Items from a data source

# # # #

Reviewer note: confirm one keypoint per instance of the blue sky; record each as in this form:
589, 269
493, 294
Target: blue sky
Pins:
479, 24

# # # #

▶ _YOUR TASK_
Rewrite the items above with every "blue sky" changed to "clear sky", leaving everything else as it is.

▶ _REPLY TO THE EXERCISE_
Reviewer note: confirm one keypoint per instance of the clear sky; record each as in this form:
589, 269
493, 294
Target: clear sky
Pins:
479, 24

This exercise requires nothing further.